[Point localization data]
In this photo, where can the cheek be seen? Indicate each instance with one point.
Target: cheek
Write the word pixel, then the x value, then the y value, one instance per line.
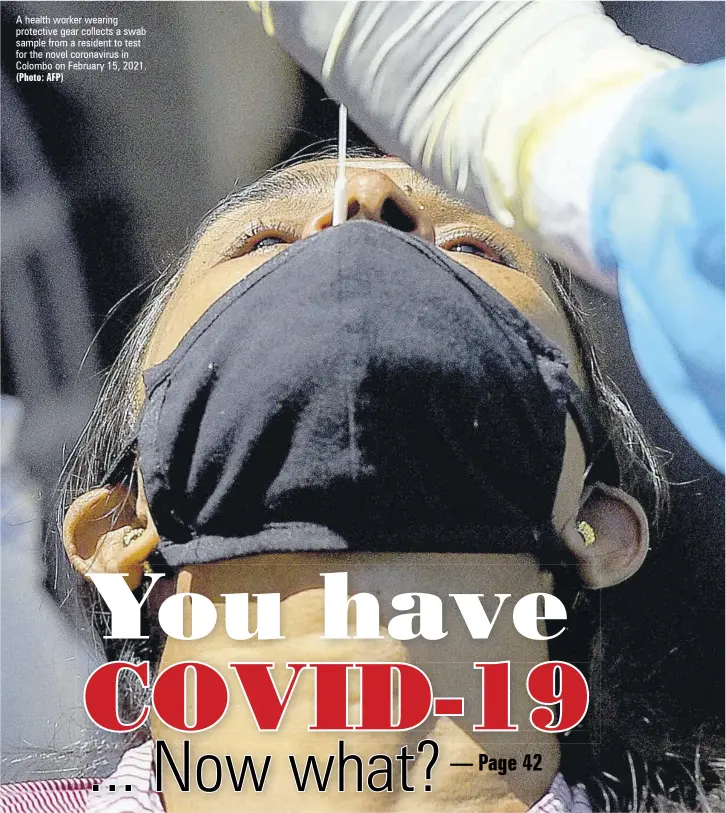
pixel 197 291
pixel 531 300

• _Task requirements_
The pictures stay out; copy the rest of the data word for word.

• _Problem solution_
In this photo, where can the cheek be seen? Indicate each instance with one point.
Target: cheek
Write the word pixel, then the x value, then the y value, one instance per line.
pixel 197 291
pixel 531 300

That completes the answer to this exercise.